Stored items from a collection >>

::::::::::

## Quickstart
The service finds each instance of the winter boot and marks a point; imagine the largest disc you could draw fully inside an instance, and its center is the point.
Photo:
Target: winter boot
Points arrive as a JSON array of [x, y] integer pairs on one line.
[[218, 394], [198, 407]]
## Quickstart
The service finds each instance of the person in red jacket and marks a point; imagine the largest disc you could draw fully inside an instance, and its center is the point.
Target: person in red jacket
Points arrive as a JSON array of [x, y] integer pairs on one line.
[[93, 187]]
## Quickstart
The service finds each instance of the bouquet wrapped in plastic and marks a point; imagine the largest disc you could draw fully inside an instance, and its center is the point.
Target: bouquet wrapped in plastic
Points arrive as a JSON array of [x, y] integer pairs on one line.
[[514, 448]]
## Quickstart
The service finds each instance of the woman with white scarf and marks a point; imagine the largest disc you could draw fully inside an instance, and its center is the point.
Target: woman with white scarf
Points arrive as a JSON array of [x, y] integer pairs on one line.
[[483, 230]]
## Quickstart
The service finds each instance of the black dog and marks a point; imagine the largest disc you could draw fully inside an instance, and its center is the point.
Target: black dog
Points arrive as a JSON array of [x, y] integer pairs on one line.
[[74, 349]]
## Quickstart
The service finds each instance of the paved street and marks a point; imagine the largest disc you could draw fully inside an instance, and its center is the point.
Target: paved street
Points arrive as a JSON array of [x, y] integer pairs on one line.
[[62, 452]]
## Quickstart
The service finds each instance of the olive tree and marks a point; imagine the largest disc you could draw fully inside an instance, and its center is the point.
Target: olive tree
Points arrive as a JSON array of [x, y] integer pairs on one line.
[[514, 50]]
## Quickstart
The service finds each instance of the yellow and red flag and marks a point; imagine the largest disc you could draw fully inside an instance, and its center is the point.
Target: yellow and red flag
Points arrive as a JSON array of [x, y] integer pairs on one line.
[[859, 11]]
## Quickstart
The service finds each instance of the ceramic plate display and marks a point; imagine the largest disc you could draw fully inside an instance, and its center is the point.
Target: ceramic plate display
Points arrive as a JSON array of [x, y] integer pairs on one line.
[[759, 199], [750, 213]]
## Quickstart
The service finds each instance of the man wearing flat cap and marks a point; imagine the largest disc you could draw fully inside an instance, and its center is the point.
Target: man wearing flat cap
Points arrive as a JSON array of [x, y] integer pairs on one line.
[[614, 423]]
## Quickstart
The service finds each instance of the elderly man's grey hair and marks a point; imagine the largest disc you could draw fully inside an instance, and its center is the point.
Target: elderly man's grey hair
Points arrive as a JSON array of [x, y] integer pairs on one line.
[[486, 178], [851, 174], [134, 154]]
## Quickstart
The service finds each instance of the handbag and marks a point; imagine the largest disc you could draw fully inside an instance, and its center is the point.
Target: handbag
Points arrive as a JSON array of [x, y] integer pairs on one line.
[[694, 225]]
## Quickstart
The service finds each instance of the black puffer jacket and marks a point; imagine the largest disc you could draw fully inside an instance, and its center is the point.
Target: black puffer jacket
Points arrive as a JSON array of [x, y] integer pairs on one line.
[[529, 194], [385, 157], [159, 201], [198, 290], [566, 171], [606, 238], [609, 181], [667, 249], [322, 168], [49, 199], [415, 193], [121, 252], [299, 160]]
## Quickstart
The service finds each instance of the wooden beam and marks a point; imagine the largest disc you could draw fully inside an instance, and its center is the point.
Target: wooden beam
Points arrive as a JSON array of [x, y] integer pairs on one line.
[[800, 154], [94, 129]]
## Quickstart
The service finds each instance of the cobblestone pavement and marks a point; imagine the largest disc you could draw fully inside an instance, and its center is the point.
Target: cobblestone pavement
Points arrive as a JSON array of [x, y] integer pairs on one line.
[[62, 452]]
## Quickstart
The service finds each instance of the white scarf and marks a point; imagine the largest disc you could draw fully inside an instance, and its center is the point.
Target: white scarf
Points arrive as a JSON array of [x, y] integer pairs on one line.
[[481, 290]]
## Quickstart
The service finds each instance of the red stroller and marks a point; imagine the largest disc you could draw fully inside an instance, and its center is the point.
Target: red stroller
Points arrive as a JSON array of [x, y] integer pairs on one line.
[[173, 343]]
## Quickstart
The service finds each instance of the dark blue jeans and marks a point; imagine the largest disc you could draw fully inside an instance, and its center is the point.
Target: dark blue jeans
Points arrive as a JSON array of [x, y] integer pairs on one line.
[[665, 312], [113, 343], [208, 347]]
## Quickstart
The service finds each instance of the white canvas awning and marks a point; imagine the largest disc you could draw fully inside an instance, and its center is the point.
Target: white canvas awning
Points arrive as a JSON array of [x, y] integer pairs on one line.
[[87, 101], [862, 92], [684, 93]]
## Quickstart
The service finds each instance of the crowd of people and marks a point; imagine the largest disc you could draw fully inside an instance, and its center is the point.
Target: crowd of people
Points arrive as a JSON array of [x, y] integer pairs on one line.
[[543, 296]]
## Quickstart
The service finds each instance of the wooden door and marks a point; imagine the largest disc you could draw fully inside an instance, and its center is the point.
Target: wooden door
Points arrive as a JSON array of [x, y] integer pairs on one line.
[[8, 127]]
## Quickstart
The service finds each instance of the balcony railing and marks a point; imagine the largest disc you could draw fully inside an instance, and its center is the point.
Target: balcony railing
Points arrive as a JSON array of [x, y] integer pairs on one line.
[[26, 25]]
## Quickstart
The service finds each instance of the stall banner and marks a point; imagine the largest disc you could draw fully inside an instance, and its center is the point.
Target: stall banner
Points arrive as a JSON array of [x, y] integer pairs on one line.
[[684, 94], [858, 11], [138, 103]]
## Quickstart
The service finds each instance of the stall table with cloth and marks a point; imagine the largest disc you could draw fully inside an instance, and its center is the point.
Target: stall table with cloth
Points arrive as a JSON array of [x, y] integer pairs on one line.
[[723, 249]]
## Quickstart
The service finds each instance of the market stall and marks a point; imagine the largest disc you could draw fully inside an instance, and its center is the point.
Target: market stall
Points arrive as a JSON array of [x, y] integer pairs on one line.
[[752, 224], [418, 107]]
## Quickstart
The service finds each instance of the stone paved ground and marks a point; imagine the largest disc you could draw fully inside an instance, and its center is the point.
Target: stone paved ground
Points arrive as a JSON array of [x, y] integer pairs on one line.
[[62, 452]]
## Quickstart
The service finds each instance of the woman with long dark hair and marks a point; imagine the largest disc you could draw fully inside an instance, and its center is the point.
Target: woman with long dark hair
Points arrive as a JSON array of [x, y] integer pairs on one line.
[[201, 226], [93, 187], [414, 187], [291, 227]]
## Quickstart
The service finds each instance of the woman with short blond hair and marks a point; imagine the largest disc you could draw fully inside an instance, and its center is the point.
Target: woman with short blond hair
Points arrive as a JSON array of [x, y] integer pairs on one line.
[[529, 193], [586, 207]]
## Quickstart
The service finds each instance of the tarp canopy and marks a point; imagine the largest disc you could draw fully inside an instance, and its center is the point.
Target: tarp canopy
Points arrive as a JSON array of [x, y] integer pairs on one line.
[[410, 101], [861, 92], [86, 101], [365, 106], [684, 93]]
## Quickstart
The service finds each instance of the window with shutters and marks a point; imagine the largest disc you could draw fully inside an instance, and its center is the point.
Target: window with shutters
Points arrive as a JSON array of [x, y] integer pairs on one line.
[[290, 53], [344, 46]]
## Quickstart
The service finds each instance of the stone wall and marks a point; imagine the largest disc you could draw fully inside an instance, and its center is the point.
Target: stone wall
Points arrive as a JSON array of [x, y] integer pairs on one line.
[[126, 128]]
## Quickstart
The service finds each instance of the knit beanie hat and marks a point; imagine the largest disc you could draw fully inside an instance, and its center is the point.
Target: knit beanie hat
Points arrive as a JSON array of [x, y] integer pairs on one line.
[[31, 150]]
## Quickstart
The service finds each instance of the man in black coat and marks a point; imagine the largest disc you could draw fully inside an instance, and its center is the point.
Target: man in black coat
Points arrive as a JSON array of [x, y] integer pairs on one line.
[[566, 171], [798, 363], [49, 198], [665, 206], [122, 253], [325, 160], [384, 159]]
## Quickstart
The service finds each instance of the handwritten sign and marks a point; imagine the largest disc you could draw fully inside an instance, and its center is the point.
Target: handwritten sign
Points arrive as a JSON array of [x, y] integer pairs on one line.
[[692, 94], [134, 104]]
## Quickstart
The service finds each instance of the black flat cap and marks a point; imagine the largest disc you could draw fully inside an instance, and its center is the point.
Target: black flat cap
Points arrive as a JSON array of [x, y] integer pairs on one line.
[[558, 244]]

::::::::::

THE TASK >> From the start of the listing through the line that contains "[[218, 394], [198, 407]]", write the lines out again, but change "winter boot" to "snow boot" and leave everything else as it is.

TASK RESPONSE >>
## Quickstart
The service finds each instance of the snow boot and marks a point; imagine the largest disc you could draw fully inside an instance, and its center is the point.
Photo:
Target: snow boot
Points arrive as a JSON array of [x, y] integer pairs on one line.
[[218, 394], [198, 407]]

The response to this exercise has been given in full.